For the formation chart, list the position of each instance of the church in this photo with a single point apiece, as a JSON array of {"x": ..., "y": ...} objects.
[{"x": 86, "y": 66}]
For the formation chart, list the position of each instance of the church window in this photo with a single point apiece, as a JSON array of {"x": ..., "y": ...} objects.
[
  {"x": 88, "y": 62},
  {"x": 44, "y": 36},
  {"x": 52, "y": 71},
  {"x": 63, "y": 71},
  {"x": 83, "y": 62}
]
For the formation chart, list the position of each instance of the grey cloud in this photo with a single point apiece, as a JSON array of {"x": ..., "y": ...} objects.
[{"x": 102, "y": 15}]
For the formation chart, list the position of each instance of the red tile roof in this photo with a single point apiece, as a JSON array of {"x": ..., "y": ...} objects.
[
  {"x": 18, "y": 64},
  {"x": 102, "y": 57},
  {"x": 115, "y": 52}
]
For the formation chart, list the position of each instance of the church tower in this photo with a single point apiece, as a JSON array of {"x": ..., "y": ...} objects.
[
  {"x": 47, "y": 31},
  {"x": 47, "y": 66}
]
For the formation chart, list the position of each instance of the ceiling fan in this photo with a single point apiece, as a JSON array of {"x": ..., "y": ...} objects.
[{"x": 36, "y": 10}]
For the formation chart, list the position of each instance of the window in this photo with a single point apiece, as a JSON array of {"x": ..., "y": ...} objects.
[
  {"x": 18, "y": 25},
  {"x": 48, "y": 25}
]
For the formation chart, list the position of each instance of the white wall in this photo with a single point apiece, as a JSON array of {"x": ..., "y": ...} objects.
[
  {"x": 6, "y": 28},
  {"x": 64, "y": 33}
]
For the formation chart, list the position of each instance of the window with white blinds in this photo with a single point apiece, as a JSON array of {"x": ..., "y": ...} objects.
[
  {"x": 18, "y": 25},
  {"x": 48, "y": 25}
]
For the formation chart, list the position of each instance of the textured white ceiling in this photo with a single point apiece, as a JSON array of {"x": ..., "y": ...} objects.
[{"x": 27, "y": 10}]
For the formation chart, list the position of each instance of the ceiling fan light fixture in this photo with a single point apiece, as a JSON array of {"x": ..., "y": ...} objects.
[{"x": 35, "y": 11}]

---------------

Your answer should be an exact transcription of the data above.

§ EXPECTED OUTPUT:
For the formation chart, list the position of each instance of the church in this photo with a single point apiece, as a JSON array of {"x": ..., "y": ...} objects.
[{"x": 86, "y": 66}]
For the formation chart, list the position of each instance of the church window in this photo with a single point apiece, as a JSON array of {"x": ..., "y": ...} objects.
[
  {"x": 88, "y": 62},
  {"x": 44, "y": 36},
  {"x": 52, "y": 71},
  {"x": 63, "y": 71},
  {"x": 83, "y": 62}
]
For the formation chart, list the position of each instance of the grey cloud in this photo with a single point apiece, as a JSON array of {"x": ..., "y": ...} objects.
[{"x": 102, "y": 15}]
For the formation chart, list the position of each instance of the red tile roof in this photo with a single point apiece, as a JSON array of {"x": ..., "y": ...} objects.
[
  {"x": 18, "y": 64},
  {"x": 102, "y": 57},
  {"x": 115, "y": 52}
]
For the formation chart, list the position of each instance of the church tower in this photo with a single point apiece, as a JSON array of {"x": ..., "y": ...} objects.
[
  {"x": 47, "y": 31},
  {"x": 47, "y": 66}
]
For the formation chart, list the position of each instance of the ceiling fan in this photo with a single point apiece, as a JSON array of {"x": ..., "y": ...} objects.
[{"x": 36, "y": 10}]
For the formation chart, list the position of each instance of the window in this photo with a single point apiece, as a JSON array of {"x": ..., "y": ...} objects.
[
  {"x": 18, "y": 25},
  {"x": 48, "y": 25}
]
For the formation chart, list the position of each instance of the white wall in this photo with a single point apiece, as a JSON array of {"x": ..., "y": ...} objects.
[
  {"x": 6, "y": 28},
  {"x": 64, "y": 33}
]
For the formation chart, list the position of each instance of the window with white blinds in this photo with a single point apiece, as a JSON array of {"x": ..., "y": ...} objects.
[
  {"x": 18, "y": 25},
  {"x": 48, "y": 25}
]
For the formation chart, list the position of each instance of the textured white ceiling in this photo with a single point apiece, as a JSON array of {"x": ..., "y": ...} objects.
[{"x": 27, "y": 10}]
For the formation chart, list the position of each instance of the ceiling fan light fixture in this photo with a single point apiece, as a JSON array of {"x": ..., "y": ...} objects.
[{"x": 35, "y": 11}]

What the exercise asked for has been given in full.